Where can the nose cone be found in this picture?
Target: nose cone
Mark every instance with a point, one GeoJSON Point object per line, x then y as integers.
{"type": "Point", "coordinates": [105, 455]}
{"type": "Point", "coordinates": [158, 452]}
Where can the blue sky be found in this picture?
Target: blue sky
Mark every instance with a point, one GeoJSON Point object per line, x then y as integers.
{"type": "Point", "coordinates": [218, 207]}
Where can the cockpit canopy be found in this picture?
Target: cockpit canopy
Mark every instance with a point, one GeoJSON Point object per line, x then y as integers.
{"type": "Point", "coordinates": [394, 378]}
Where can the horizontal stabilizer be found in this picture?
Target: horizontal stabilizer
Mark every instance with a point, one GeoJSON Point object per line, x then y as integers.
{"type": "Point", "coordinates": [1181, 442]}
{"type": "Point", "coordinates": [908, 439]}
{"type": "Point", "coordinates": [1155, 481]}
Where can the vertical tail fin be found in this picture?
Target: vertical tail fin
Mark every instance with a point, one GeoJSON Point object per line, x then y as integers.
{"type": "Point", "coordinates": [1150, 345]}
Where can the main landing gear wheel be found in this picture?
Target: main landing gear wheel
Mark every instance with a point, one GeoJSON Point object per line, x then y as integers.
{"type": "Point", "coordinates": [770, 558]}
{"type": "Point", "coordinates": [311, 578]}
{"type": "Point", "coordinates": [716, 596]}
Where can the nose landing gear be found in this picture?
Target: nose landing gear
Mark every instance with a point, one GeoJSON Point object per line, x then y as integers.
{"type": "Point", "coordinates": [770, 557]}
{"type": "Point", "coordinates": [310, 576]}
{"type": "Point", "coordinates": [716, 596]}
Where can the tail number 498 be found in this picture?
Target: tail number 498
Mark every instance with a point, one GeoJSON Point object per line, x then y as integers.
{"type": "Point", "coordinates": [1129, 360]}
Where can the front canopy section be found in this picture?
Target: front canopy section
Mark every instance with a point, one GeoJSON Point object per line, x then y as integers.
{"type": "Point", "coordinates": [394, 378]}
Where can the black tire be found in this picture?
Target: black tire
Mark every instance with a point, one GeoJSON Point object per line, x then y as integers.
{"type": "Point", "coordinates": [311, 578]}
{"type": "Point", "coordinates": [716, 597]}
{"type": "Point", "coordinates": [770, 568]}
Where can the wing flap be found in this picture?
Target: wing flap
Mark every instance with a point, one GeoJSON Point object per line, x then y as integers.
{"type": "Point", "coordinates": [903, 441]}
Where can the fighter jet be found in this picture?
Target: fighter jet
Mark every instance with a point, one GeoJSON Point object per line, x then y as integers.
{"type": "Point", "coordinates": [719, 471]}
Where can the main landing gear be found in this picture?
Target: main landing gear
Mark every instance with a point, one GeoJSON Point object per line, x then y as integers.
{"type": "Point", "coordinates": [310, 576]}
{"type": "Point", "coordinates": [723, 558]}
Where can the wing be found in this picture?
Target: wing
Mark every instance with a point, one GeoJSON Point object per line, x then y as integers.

### Exercise brief
Could you give the data again, word for word?

### Written answer
Where can the nose cone be found in this picture?
Target: nose cone
Mark every instance with a point, one GeoJSON Point object per line, x then y as integers.
{"type": "Point", "coordinates": [105, 455]}
{"type": "Point", "coordinates": [158, 452]}
Where can the blue sky be found in this picture?
Target: blue sky
Mark every instance with a point, one GeoJSON Point object per line, x then y as integers.
{"type": "Point", "coordinates": [218, 207]}
Where can the cockpit canopy be found in this picture?
Target: cockpit canopy
Mark every instance with a point, one GeoJSON Point object per line, x then y as integers.
{"type": "Point", "coordinates": [394, 378]}
Where can the horizontal stabilizer be found in this picture?
Target: horizontal stabilizer
Mark every instance with a point, one GeoJSON Point object per line, x then y as integers.
{"type": "Point", "coordinates": [1181, 442]}
{"type": "Point", "coordinates": [908, 439]}
{"type": "Point", "coordinates": [1155, 481]}
Where can the vertical tail fin be found in this picture?
Target: vertical tail fin
Mark every instance with a point, one GeoJSON Point object per line, x then y as integers.
{"type": "Point", "coordinates": [1150, 345]}
Where can the main landing gear wheel be found in this picture?
Target: main landing gear wheel
Mark every instance with a point, one GeoJSON Point object per line, x then y as integers.
{"type": "Point", "coordinates": [770, 558]}
{"type": "Point", "coordinates": [311, 578]}
{"type": "Point", "coordinates": [716, 596]}
Where can the nose landing gear be found in this picture?
Target: nose landing gear
Mark every instance with a point, one GeoJSON Point object per line, x then y as integers.
{"type": "Point", "coordinates": [770, 557]}
{"type": "Point", "coordinates": [310, 576]}
{"type": "Point", "coordinates": [716, 596]}
Where can the tail number 498 be found in this picture?
Target: tail number 498
Mark every instance with a point, one GeoJSON Point object per line, x then y as integers.
{"type": "Point", "coordinates": [1129, 360]}
Where can the front canopy section be found in this picture?
Target: front canopy section
Mark every instance with a point, one GeoJSON Point object per line, x then y as integers.
{"type": "Point", "coordinates": [394, 378]}
Where can the black tire be found in this picture?
Target: black tire
Mark every instance with a point, one GeoJSON Point object per line, x then y as integers.
{"type": "Point", "coordinates": [311, 578]}
{"type": "Point", "coordinates": [716, 597]}
{"type": "Point", "coordinates": [770, 568]}
Where can the wing flap be found in this picture?
Target: wing flap
Mark every instance with a point, one GeoJSON Point object per line, x then y as integers.
{"type": "Point", "coordinates": [903, 441]}
Where can the fighter jet be found in this picture?
Target: fighter jet
Mark every instance with a point, one GeoJSON Point object per line, x then y as integers.
{"type": "Point", "coordinates": [719, 471]}
Where can the main landing gear be found in this picture?
Target: main landing gear
Mark every instance with a point, one GeoJSON Point object per line, x then y as integers.
{"type": "Point", "coordinates": [310, 576]}
{"type": "Point", "coordinates": [723, 558]}
Where can the wing be found in this picture?
Target: wing
Mark every instance with a point, one GeoJSON Point object per line, x then y as integers.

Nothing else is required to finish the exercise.